Please reproduce everything from the line containing "For the benchmark, provide one point per instance of the green" down to the end of the records, requests included, and nothing else. Multiply each coordinate in the answer points by 2.15 and round it to a whole number, rounding halves up.

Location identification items

--

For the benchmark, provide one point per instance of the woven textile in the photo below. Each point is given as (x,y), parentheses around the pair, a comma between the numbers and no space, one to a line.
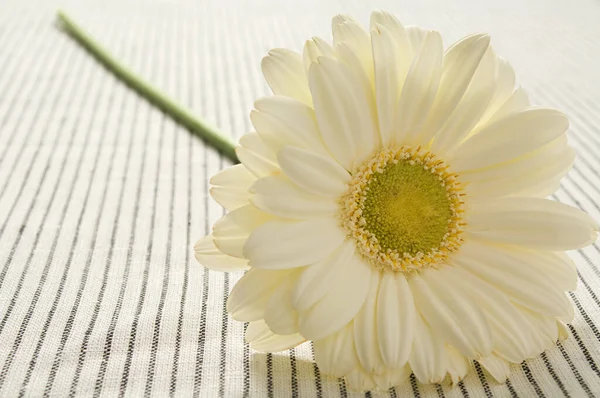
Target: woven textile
(102,196)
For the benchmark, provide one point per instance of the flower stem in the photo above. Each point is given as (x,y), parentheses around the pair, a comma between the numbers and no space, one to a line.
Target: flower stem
(196,125)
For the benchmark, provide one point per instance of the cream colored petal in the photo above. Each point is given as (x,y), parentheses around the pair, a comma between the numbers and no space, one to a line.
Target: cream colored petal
(230,186)
(390,72)
(348,129)
(315,48)
(509,138)
(359,380)
(420,89)
(284,72)
(504,89)
(256,156)
(232,230)
(335,354)
(208,255)
(512,338)
(540,180)
(458,365)
(428,359)
(445,307)
(517,101)
(499,368)
(517,167)
(544,330)
(315,173)
(279,196)
(395,320)
(249,297)
(317,279)
(281,244)
(559,268)
(391,378)
(532,222)
(416,36)
(340,304)
(512,273)
(351,35)
(280,316)
(365,329)
(262,339)
(470,107)
(284,121)
(459,66)
(393,25)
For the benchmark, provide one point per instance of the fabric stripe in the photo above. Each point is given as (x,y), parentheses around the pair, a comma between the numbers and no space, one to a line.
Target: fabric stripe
(93,303)
(76,237)
(49,259)
(84,279)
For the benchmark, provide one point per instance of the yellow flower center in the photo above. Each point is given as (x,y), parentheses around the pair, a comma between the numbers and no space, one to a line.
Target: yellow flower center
(403,208)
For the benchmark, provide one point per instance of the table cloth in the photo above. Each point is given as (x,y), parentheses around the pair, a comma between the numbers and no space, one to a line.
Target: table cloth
(102,196)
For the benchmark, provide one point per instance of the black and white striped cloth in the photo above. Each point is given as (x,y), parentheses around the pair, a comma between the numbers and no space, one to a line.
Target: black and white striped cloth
(102,196)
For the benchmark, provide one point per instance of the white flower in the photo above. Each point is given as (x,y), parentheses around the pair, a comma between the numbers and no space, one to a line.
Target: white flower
(390,208)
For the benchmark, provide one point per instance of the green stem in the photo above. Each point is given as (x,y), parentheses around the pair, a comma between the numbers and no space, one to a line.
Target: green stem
(184,116)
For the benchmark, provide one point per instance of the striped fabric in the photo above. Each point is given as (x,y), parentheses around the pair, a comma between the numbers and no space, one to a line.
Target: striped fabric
(102,196)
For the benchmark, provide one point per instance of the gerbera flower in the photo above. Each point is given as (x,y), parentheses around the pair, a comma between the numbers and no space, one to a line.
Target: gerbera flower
(390,208)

--

# Solution to the exercise
For the benchmark, provide one point per instance of the green stem in the photo above. Each point is given as (x,y), parentheses around the pair, a comma between the numbers and no space, one to a line.
Target: green stem
(396,249)
For the benchmark, provide one point per instance of the striped fabric in the photo above. Each point is given as (x,y), parentheses around the pair, a comma between the numbers and no space, one to a line.
Target: striped fabric
(219,421)
For the benchmark, provide one point per instance of the gerbera flower in the photo above. Each point is given as (x,y), parentheses around the pair, a comma between the numbers and no space, one to a line.
Target: gerbera flower
(839,447)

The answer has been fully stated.